- _WHAT YOU WILL DO_: All of the entries need to be repeated exactly. Leave nothing out.

Start of EXERCISE MATERIALS

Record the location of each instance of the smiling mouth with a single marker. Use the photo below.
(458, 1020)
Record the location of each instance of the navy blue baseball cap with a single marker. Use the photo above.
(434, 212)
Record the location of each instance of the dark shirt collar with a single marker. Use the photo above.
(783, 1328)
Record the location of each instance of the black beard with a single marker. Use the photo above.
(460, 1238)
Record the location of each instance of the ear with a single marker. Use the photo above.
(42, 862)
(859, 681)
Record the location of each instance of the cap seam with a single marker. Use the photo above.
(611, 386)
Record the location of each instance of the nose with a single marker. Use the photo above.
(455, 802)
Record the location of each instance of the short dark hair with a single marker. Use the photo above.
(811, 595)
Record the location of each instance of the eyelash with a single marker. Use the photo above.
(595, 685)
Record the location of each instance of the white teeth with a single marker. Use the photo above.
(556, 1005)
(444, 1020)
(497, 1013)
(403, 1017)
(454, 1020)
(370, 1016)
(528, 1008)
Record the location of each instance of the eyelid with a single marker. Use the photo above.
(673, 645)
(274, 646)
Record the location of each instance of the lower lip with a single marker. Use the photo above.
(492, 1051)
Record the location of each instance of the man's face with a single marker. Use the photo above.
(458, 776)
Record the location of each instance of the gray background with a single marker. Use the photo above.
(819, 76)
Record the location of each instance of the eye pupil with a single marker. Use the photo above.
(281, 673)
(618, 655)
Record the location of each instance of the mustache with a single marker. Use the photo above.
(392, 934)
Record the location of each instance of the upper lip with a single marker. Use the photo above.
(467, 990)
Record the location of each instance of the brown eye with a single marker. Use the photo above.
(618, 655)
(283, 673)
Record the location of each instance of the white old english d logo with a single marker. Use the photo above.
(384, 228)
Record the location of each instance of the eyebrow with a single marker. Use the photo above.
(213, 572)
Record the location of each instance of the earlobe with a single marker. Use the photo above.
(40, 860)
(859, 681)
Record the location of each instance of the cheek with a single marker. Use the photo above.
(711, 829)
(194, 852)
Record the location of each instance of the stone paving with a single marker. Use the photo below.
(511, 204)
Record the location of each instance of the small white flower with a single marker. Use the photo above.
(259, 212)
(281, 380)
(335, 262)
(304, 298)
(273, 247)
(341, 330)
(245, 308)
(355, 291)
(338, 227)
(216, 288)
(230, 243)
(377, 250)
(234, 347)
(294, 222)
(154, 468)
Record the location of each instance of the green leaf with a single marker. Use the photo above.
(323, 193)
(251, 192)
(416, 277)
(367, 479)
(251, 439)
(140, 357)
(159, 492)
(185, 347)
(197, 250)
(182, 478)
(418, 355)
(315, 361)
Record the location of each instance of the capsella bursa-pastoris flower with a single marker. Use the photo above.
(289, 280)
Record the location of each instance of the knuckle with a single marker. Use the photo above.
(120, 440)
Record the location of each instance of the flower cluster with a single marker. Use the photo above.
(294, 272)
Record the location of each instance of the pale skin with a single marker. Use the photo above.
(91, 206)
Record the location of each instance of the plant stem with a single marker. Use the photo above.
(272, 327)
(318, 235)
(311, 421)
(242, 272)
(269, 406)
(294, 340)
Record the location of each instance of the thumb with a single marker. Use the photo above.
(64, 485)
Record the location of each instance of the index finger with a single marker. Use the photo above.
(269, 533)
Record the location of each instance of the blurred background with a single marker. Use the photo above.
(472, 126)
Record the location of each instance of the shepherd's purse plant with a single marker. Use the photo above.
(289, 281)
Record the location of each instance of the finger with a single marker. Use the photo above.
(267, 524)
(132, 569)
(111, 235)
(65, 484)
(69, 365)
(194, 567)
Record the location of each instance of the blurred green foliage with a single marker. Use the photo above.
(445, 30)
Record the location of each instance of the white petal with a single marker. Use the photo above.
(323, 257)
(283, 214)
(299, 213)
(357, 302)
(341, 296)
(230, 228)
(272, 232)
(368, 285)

End of EXERCISE MATERIALS

- _RESULT FOR THIS TASK_:
Record the location of each instance of the smiling mouth with a single marker. Use the photo below.
(458, 1020)
Record the location of each instance of the navy blue baseball cap with a single marker. Use the photo above.
(434, 212)
Record the location of each instance of the dark shirt collar with a single marker. Use the photo above.
(783, 1328)
Record the location of each instance of the black beard with a single marker. Use the photo above.
(460, 1238)
Record the location of each instance of the ear with a single marker. Use the photo above.
(42, 862)
(859, 681)
Record the location of each instance of the cap seam with a single marker. Use the photo above.
(611, 386)
Record the location of each instance of the nose with a single marker. Use the photo above.
(455, 802)
Record the location of each instance of the short dark hair with a single marker. Use the photo above.
(811, 595)
Record the location of each instance of the eyelash with a single marker. Use the photo above.
(595, 685)
Record the location of each instance of the white teeth with a single marker. Use the photo above.
(556, 1005)
(444, 1020)
(497, 1013)
(403, 1017)
(454, 1020)
(370, 1016)
(528, 1008)
Record the location of each instance of the eyelid with a single marker. Use the photo above.
(673, 645)
(274, 646)
Record the location of each instance of the lower lip with a single marker. Use the photo above.
(492, 1051)
Record the location of each instance of the man's face with a single marker. Use the photo above.
(458, 776)
Record the location of each instance of the gray background with a single marker. Use the photo above.
(819, 76)
Record the location of each instance of the eye pupil with a single marker. Use the photo above.
(281, 673)
(618, 655)
Record the location of each instance of the mustache with a single marker. Use the photo above.
(392, 934)
Record the location of each instance of the upper lip with a single marker. Use the photo above.
(467, 990)
Record the location of each instance of the brown eye with a single marker. Use the photo above.
(618, 655)
(283, 673)
Record the location of each instance of the white old english d logo with a single marker. Use the photo above.
(384, 228)
Record the location of each instance of the eyebrow with a single marker. Use the photo above.
(213, 572)
Record the location of each instance of the earlobe with a single marker. Use the photo above.
(40, 860)
(859, 681)
Record the location of each instance of the cheek with a single marker. Use the photo above.
(711, 829)
(194, 852)
Record the location of each instance of the stone paving with a single marker. Use the photo below.
(511, 204)
Record the location of each instance of the small white flower with a single marker. Use the photo above.
(259, 212)
(281, 380)
(335, 262)
(304, 298)
(273, 247)
(341, 330)
(245, 308)
(355, 291)
(338, 227)
(216, 288)
(230, 243)
(377, 250)
(234, 347)
(294, 222)
(154, 468)
Record the location of each instance of the green leaf with a single marker. Use the photo above.
(323, 193)
(251, 192)
(416, 277)
(367, 479)
(251, 439)
(140, 357)
(159, 492)
(185, 347)
(197, 250)
(182, 478)
(418, 355)
(315, 361)
Record the location of each instance of the capsella bursa-pastoris flower with a single marker. Use the photo above.
(289, 280)
Record the location of each instance of the knuckle with a single marker. Use the photo above.
(120, 440)
Record the location of each instance of the flower cluster with a single marker. Use the photo above.
(294, 272)
Record the location of each instance of the pale skin with a single marker. Use the photo above.
(91, 206)
Record the location of each instance of the plant stem with a single marker. Use the photo above.
(272, 327)
(318, 235)
(311, 421)
(242, 272)
(269, 406)
(294, 340)
Record the location of each instance of the thumb with a single marker. Use the photo above.
(64, 485)
Record the location of each instance of the index finger with a single marker. Use the photo above.
(269, 533)
Record the location of each instance of the blurred background with a single marker. Use the photo above.
(472, 126)
Record the location of each instance of the shepherd's purse plant with a single marker. Use the photo above.
(289, 281)
Record the location of each instance of the finger with a single marker. Use the photo above.
(267, 524)
(132, 569)
(111, 235)
(65, 484)
(69, 365)
(194, 567)
Record the location of each instance of the blurred green foliage with a single marker. Use the photo above.
(445, 30)
Record the location of each instance of the white petal with a single marker. Use the photo above.
(323, 257)
(283, 214)
(299, 213)
(357, 302)
(341, 296)
(230, 228)
(272, 232)
(368, 285)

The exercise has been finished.